Stored data entries ::
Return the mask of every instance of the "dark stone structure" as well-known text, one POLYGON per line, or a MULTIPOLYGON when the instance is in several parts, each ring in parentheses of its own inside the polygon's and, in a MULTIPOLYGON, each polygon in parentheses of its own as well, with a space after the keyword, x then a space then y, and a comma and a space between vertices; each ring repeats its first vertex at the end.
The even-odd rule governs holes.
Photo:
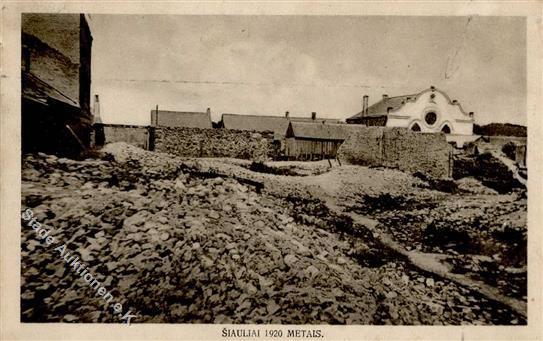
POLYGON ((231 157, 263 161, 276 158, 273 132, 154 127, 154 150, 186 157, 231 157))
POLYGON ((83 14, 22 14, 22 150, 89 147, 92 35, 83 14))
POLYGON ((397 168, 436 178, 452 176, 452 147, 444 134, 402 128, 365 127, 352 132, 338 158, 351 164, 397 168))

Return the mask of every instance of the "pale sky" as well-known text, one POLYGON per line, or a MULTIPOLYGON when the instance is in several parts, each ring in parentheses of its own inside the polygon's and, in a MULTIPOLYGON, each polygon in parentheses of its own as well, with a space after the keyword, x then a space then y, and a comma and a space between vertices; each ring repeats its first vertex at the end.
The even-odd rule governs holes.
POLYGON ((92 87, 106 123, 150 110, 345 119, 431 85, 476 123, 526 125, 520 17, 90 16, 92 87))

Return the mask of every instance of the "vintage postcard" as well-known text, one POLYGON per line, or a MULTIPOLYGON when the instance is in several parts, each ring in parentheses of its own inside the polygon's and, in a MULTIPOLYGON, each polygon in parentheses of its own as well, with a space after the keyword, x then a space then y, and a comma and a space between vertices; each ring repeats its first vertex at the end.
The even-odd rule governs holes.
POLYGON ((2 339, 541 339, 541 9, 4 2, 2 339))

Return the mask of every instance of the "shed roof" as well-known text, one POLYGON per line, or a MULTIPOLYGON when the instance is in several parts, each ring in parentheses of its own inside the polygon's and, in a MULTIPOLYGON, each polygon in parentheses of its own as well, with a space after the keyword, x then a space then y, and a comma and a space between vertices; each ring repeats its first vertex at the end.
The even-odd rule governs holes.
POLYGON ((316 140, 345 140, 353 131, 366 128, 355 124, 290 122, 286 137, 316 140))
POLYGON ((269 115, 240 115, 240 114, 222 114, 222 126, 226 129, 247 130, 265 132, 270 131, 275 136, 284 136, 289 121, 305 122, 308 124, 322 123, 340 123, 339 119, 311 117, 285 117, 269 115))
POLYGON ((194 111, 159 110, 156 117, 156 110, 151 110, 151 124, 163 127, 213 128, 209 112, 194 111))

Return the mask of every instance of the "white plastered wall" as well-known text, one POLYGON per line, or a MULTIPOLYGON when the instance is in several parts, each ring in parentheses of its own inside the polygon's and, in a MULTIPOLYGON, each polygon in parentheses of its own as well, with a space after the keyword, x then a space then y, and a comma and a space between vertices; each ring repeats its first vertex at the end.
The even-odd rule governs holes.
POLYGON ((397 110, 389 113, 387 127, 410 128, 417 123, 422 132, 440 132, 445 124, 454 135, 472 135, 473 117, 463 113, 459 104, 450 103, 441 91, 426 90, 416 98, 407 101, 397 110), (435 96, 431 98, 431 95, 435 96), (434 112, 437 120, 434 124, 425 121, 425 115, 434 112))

Exercise directions :: Write all the entries again word for word, minus the pictures.

The completed task ::
Return the mask of every instance of the "dark stone structure" as well-known text, one POLYGON per line, or a MULTIPOLYGON when the instance is in several parts, each ring in parentheses of its own inside the polygon's and, in a MULTIPOLYGON, each polygon in parentheses of its own as well, with a space after the keyword, x then a space then y, and a comma and a space between vertices; each ring repeats its first vertex at the end.
The even-odd rule governs holes.
Photo:
POLYGON ((231 157, 263 161, 276 158, 273 132, 154 127, 154 150, 186 157, 231 157))
POLYGON ((83 14, 22 14, 22 150, 89 147, 92 35, 83 14))
POLYGON ((397 168, 436 178, 452 176, 452 147, 444 134, 402 128, 365 127, 352 132, 338 158, 351 164, 397 168))

Return the mask of every instance of the "pale sky" as well-known text, one POLYGON per line, or a MULTIPOLYGON when the instance is in several parts, each ring in parentheses of its own inside the polygon's and, in a MULTIPOLYGON, each polygon in parentheses of its own as well, with a space after the keyword, x then a space then y, and a comma and a space between vertices; each ring repeats its first vertex at the end.
The even-odd rule governs holes.
POLYGON ((92 87, 106 123, 150 110, 345 119, 431 85, 476 123, 526 125, 520 17, 90 16, 92 87))

Return the mask of every instance of the "vintage postcard" as well-known text, one POLYGON per line, or a MULTIPOLYGON when the instance is in several parts, each ring in parentheses of its own inside the polygon's and, in a MULTIPOLYGON, each polygon in parentheses of its own as well, with a space after the keyword, x then a space then y, and a comma and a space between vertices; each ring repeats its first vertex at the end.
The even-odd rule governs holes.
POLYGON ((2 339, 541 339, 541 9, 4 2, 2 339))

Return the mask of every instance of the "shed roof" as well-known text, one POLYGON per line, or a MULTIPOLYGON when the instance is in several parts, each ring in parentheses of its own inside the polygon's and, in a MULTIPOLYGON, each polygon in parentheses of its own as well, with a space after the keyword, x then a space then y, and a comma and a space between vertices; each ring repeats its first vertex at the end.
The even-odd rule governs holes.
POLYGON ((316 140, 345 140, 353 131, 366 128, 355 124, 290 122, 286 137, 316 140))
POLYGON ((269 115, 240 115, 240 114, 222 114, 222 126, 226 129, 247 130, 265 132, 270 131, 275 136, 284 136, 289 121, 305 122, 308 124, 322 123, 340 123, 339 119, 311 117, 285 117, 269 115))
POLYGON ((194 111, 159 110, 156 117, 156 110, 151 110, 151 124, 163 127, 213 128, 209 112, 194 111))

Return the mask of every instance of the "white plastered wall" as well-known text, one POLYGON per line, or a MULTIPOLYGON when the instance is in several parts, each ring in parentheses of its own inside the polygon's and, in a MULTIPOLYGON, each polygon in parentheses of its own as well, with a space after the keyword, x then a space then y, and a comma and a space between vertices; each ring repeats its first vertex at the end.
The even-odd rule governs holes.
POLYGON ((397 110, 389 113, 387 127, 410 128, 417 123, 422 132, 440 132, 445 124, 454 135, 472 135, 473 117, 463 113, 459 104, 450 103, 441 91, 426 90, 416 98, 407 101, 397 110), (435 96, 431 98, 431 95, 435 96), (434 112, 437 120, 434 124, 425 121, 425 115, 434 112))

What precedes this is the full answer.